**PROVIDED ENTRIES**.
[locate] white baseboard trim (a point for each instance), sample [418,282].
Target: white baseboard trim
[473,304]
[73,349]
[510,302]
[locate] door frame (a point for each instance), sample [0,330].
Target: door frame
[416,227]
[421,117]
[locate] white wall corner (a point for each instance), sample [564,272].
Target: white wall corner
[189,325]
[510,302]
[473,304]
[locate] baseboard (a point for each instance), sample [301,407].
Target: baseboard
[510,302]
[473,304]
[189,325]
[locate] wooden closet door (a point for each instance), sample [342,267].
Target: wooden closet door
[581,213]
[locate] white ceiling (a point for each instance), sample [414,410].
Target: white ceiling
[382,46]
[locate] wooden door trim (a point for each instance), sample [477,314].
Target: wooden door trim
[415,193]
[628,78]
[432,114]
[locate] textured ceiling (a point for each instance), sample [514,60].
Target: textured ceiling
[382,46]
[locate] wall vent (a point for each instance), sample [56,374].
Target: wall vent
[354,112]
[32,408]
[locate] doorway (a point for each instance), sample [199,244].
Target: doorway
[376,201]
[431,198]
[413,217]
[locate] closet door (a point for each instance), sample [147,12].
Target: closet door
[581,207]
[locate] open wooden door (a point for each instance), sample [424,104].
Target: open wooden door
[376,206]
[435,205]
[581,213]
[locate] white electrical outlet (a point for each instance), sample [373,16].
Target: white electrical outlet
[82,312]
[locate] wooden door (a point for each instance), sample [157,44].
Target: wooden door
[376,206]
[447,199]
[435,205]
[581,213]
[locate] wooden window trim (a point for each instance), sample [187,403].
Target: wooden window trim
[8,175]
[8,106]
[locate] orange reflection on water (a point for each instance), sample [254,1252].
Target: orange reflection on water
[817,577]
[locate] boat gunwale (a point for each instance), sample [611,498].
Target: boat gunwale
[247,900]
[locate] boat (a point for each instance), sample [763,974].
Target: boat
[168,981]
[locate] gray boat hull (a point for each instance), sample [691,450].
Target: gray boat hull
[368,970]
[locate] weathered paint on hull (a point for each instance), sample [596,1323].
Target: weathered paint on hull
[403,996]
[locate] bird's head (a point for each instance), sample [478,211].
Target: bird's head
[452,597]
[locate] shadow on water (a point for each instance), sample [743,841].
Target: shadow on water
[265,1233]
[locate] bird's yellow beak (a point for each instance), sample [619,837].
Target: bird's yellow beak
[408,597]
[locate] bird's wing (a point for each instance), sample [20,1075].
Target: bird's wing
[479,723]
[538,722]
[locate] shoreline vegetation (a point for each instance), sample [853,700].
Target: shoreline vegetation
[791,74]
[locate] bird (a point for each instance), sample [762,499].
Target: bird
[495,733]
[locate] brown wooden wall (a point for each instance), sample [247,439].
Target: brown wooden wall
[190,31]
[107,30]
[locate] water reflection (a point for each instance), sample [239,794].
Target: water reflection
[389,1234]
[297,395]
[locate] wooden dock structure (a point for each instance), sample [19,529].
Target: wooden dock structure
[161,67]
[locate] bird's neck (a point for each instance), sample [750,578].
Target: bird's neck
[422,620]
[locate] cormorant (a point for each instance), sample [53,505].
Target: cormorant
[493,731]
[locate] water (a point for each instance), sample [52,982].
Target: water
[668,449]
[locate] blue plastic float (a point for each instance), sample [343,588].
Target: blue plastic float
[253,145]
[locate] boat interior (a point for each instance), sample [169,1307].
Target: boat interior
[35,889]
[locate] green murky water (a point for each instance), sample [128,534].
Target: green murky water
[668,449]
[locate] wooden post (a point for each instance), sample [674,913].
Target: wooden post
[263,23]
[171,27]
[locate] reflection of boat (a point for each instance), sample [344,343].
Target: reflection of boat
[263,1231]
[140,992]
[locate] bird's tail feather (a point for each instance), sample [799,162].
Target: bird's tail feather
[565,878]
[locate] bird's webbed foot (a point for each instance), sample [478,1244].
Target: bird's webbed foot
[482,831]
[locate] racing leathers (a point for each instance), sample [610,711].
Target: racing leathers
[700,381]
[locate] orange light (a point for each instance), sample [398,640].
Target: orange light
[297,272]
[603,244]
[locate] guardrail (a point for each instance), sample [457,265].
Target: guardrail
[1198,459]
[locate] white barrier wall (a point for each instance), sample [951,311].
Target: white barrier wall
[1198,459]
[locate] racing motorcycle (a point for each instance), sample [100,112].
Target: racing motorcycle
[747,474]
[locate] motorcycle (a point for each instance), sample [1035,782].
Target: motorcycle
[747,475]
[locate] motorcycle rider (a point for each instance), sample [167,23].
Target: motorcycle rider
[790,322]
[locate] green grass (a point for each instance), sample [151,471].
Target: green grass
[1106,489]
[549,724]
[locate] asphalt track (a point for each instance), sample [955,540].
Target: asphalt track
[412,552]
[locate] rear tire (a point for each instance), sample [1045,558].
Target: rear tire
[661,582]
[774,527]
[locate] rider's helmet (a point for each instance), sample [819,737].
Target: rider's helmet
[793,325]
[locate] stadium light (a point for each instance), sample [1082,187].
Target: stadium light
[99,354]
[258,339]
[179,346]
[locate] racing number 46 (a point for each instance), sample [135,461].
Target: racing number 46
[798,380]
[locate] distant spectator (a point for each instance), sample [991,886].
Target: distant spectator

**TASK INSTRUCTIONS**.
Quote all of the material above word for word, from the first line through the last.

**FINAL RESULT**.
[locate] white baseboard trim (a point for each instance), sample [418,282].
Target: white baseboard trim
[473,304]
[73,349]
[510,302]
[locate] door frame (a point for each instance), sample [0,330].
Target: door frame
[416,227]
[421,117]
[locate] white wall corner (a point for each instance), sample [564,272].
Target: white wall corner
[189,325]
[510,302]
[473,304]
[locate] baseboard (a point for each instance), sample [301,407].
Target: baseboard
[510,302]
[473,304]
[189,325]
[locate] wooden closet door (a point for each instance), sample [342,267].
Target: wooden closet door
[581,213]
[locate] white ceiling (a point for each instance), sample [414,410].
Target: white ceiling
[382,46]
[locate] wooden door trim (a point for each instance), sample [477,314].
Target: wooden door trim
[415,193]
[628,78]
[432,114]
[locate] textured ceiling (a point for each instance), sample [514,60].
Target: textured ceiling
[382,46]
[locate] wall vent (a point for each instance), sample [56,374].
Target: wall vent
[354,112]
[32,408]
[locate] doorway (a point for each instance), sample [199,244].
Target: doorway
[376,201]
[431,198]
[413,217]
[locate] closet door (a point for each instance), sample [147,12].
Target: closet door
[581,207]
[locate] open wooden door (a point for each instance), sample [424,104].
Target: open wooden door
[376,206]
[435,205]
[581,213]
[locate] white electrical outlet (a point for each instance), sample [373,16].
Target: white electrical outlet
[82,312]
[locate] wooden door (a point for each instance), sample [157,44].
Target: wooden door
[376,206]
[447,199]
[435,205]
[581,213]
[locate] wooden window trim (a point for each instance), sample [187,403].
Target: wooden window trim
[8,175]
[8,106]
[locate] orange reflection on water (a point for each instance), sample [254,1252].
Target: orange reflection on water
[817,577]
[locate] boat gunwale (a point for each instance), sample [611,498].
Target: boat gunwale
[247,900]
[locate] boat (a point for each instance), sample [763,974].
Target: boat
[168,981]
[locate] gray boat hull (a point for each instance), sample [691,450].
Target: gray boat hull
[368,970]
[locate] weathered paint on hull (a point for each instance), sample [596,1323].
Target: weathered paint on hull
[403,996]
[locate] bird's head (a point for each instance), sample [478,211].
Target: bird's head
[452,597]
[locate] shadow on water (a point for each instance), sample [743,841].
Target: shadow on water
[265,1233]
[locate] bird's yellow beak (a point for each instance), sample [619,837].
Target: bird's yellow beak
[408,597]
[locate] bird's wing (a point for each instance), sample [20,1075].
Target: bird's wing
[479,723]
[538,722]
[locate] shoreline vegetation (a point for each instance), sample [853,700].
Target: shoreline vegetation
[791,74]
[locate] bird (a point for each instance), sample [762,499].
Target: bird
[495,733]
[locate] brown wooden wall (a point for each instance), sample [247,439].
Target: brown wooden wall
[190,31]
[107,30]
[locate] water reflection (a point for each instance), sample [239,794].
Target: water reflection
[389,1234]
[297,395]
[locate] wooden dock structure (a point for each instance), sample [19,529].
Target: wooden dock structure
[161,67]
[locate] bird's neck (a point for each instance), sample [750,578].
Target: bird's neck
[422,620]
[locate] cormorant (a point for each instance), sample [53,505].
Target: cormorant
[493,731]
[locate] water (a point for each instance), sample [52,982].
Target: water
[668,449]
[locate] blue plastic float (a point for each instance), sample [343,588].
Target: blue plastic float
[253,145]
[locate] boat interior (a point for each instance), sample [169,1307].
Target: boat interior
[35,889]
[locate] green murky water (a point for each instance), sample [128,534].
Target: green murky water
[668,449]
[locate] wooden post (a point for each instance), sample [674,913].
Target: wooden post
[263,23]
[171,27]
[locate] reflection of boat (a point for each instance), sample [344,343].
Target: reflection of boat
[263,1231]
[140,992]
[locate] bird's tail feather (a point for each instance), sample [799,162].
Target: bird's tail feather
[565,878]
[locate] bird's webbed foot (a point for each instance), sample [478,1244].
Target: bird's webbed foot
[482,831]
[locate] racing leathers (a point for each instance), sample [610,711].
Target: racing leathers
[700,381]
[locate] orange light (a point for each instance), sample [398,640].
Target: orange light
[297,272]
[603,244]
[locate] guardrail (a point for each instance), sample [457,265].
Target: guardrail
[1198,459]
[locate] white barrier wall (a point for each instance), sample [951,311].
Target: white barrier wall
[1198,459]
[locate] racing motorcycle (a point for each instance), sample [100,112].
Target: racing motorcycle
[747,474]
[locate] motorcycle (a point for each instance), sample [1035,782].
Target: motorcycle
[747,475]
[locate] motorcycle rider (a point for each instance), sample [167,23].
Target: motorcycle rider
[790,322]
[locate] green grass (a point for each instance), sample [151,471].
Target: green grass
[1106,489]
[549,724]
[locate] asphalt track (a point for each instance), sample [955,540].
Target: asphalt track
[412,552]
[locate] rear tire (a point for each instance), sample [1045,558].
Target: rear tire
[661,582]
[774,527]
[locate] rider's helmet (a point for each instance), sample [819,737].
Target: rider's helmet
[793,325]
[locate] stadium light (a point for each instance), sample [1082,187].
Target: stadium light
[99,354]
[258,339]
[179,346]
[locate] racing number 46 (a point for each instance), sample [135,461].
Target: racing number 46
[798,380]
[locate] distant spectator (a point for each instance), sample [991,886].
Target: distant spectator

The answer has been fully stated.